» REQUIREMENT A
Decide whether each statement agrees with the business overview below, and answer yes or no for each, quoting the words of the overview that settle it: (i) Subscription contracts usually run one to three years. (ii) A single partner accounted for more than 10% of total revenue for the three months ended June 30, 2016. (iii) Hardware and services revenue is expected to stay below 5% of total revenue.

» READING PASSAGE
Our business is based on a recurring revenue model. Our customers pay a subscription fee to license the various components of our SaaS platform for a contract term that is typically one to three years. At the end of the license term, customers may renew their subscription and in each year since the launch of our first solution in 2003, we have maintained a renewal rate with our existing customers over 90% . We derive this retention rate by calculating the total annually recurring subscription revenue from customers currently using our SaaS platform and dividing it by the total annually recurring subscription revenue from both these current customers as well as all business lost through non-renewal. A growing number of our customers increase their annual subscription fees after their initial purchase by broadening their use of our platform or by adding more users, and these sales have consistently represented more than 15% of our billings each year since 2008.

We market and sell our solutions worldwide both directly through our sales teams and indirectly through a hybrid model where our sales organization actively assists our network of distributors and resellers. We also derive a lesser portion of our total revenue from the license of our solutions to strategic partners who offer our solutions in conjunction with one or more of their own products or services.

Our solutions are designed to be implemented, configured and operated without the need for any training or professional services. We offer various trainings and professional services for those customers that seek to develop deeper expertise in the use of our solutions or would like assistance with complex configurations or the importing of data. In some cases, we provide a hardware appliance to those customers that elect to host elements of our solution behind their firewall. Increasing adoption of virtualization in the data center has led to a decline in the sales of our hardware appliances and a shift towards our software-based virtual appliances, which are delivered as a download via the Internet. Our hardware and services offerings carry lower margins and are provided as a courtesy to our customers. We expect the overall proportion of revenue derived from the hardware and services offerings to generally remain below 5% of our total revenue.

Historically, the majority of our revenue was derived from our customers in the United States. We believe the markets outside of the United States offer an opportunity for growth and we intend to make additional investments in sales and marketing to expand in these markets. Revenue from customers outside of the United States grew 38% for the three months ended June 30, 2016 as compared to the prior year period. There were no individual customers or partners that accounted for more than 10% of our total revenue for the three months ended June 30, 2016 . One partner accounted for 11% of our total revenue for the three months ended June 30, 2015.

We have not been profitable to date and will need to grow revenue at a rate faster than our investments in cost of revenue and operating expenses in order to achieve profitability, as discussed in more detail below.

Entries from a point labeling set

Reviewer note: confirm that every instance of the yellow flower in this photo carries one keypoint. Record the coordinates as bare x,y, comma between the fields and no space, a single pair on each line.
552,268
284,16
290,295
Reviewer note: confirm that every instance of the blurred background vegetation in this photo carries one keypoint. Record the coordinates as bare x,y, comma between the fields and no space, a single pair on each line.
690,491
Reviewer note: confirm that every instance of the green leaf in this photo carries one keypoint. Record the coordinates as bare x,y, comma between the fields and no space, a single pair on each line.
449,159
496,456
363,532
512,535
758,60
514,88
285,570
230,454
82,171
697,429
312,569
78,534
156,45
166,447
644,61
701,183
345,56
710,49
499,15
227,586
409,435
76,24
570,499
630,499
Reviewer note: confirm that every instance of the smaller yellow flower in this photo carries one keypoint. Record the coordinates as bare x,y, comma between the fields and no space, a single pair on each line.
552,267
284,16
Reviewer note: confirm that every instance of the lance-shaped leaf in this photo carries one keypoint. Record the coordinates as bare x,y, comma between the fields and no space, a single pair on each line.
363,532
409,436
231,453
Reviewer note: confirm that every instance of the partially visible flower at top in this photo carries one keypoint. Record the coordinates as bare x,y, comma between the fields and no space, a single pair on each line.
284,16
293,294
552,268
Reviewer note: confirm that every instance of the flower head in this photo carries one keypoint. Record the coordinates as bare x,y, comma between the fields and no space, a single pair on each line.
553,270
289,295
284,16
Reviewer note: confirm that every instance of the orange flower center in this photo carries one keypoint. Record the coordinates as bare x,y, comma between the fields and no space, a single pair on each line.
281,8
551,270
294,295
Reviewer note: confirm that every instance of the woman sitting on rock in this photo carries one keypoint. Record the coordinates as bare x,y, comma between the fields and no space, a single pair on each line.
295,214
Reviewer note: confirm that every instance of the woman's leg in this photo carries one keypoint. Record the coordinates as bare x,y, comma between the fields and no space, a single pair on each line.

» REQUIREMENT B
Write out the lines of the entries, starting with the line containing "Reviewer note: confirm that every instance of the flower" and going on through the final line of the entries, with both ends included.

» FINAL ANSWER A
(i) Yes: "for a contract term that is typically one to three years"
(ii) No: "There were no individual customers or partners that accounted for more than 10% of our total revenue for the three months ended June 30, 2016"
(iii) Yes: "We expect the overall proportion of revenue derived from the hardware and services offerings to generally remain below 5% of our total revenue."

» FINAL ANSWER B
Reviewer note: confirm that every instance of the flower head in this photo carries one keypoint. Record the coordinates as bare x,y, comma between the fields and no space, a single pair on each line.
553,270
289,295
284,16
Reviewer note: confirm that every instance of the orange flower center in this photo carries one keypoint. Record the coordinates as bare x,y, comma between the fields and no space, a single pair on each line.
281,8
551,270
294,295
Reviewer note: confirm that every instance of the woman sitting on rock in this photo carries one keypoint. Record the coordinates as bare x,y, comma between the fields and no space, a single pair on each line.
295,214
Reviewer note: confirm that every instance of the woman's leg in this photo carries one keypoint. Record the coordinates as bare x,y, comma between the fields and no space, a single pair on each line.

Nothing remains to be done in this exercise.